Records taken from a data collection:
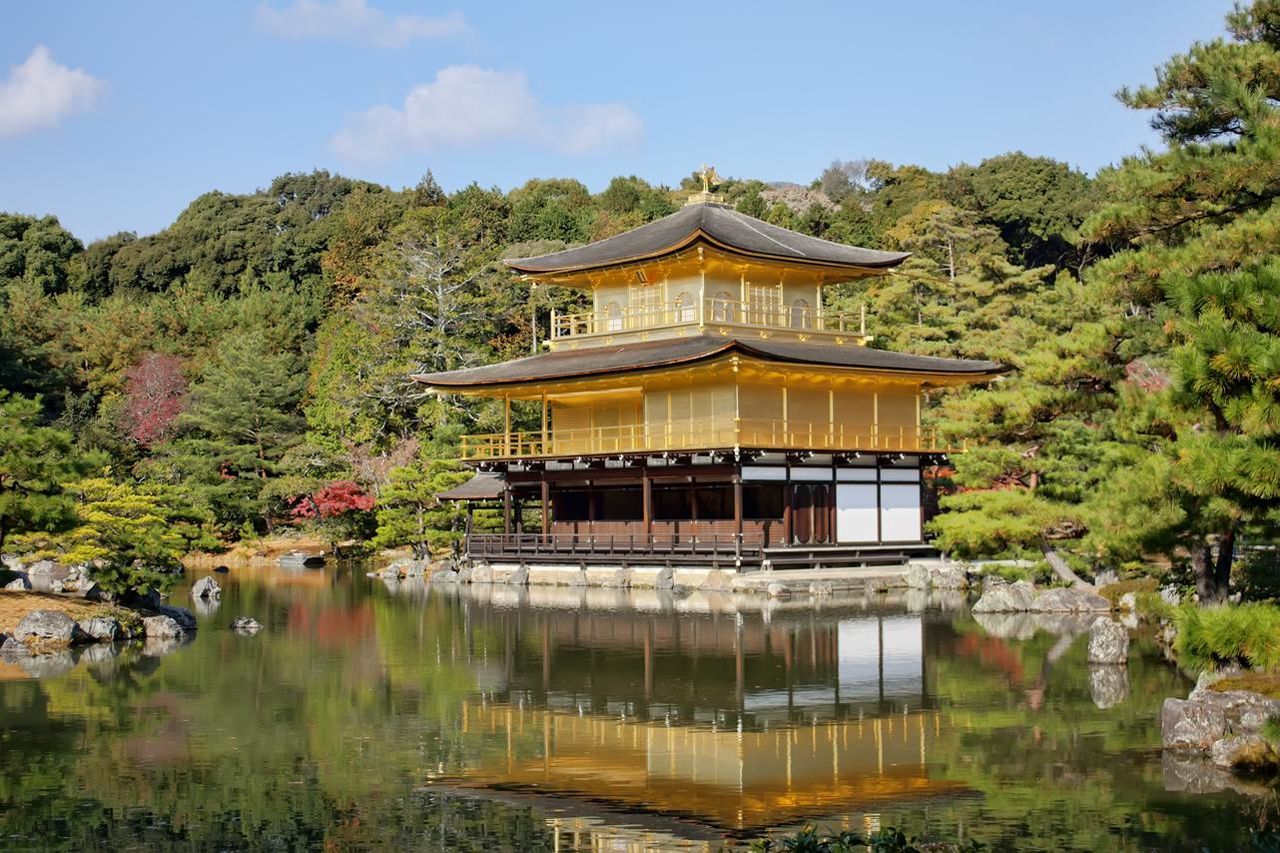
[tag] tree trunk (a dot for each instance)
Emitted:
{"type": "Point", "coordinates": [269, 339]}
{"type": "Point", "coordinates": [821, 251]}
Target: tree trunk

DIRECTIONS FOR THIS TASK: Reproduce the listing above line for line, leaving out the pictures.

RESPONSE:
[tag] tree trunk (a dot for each instance)
Emitted:
{"type": "Point", "coordinates": [269, 339]}
{"type": "Point", "coordinates": [821, 251]}
Target: tree trunk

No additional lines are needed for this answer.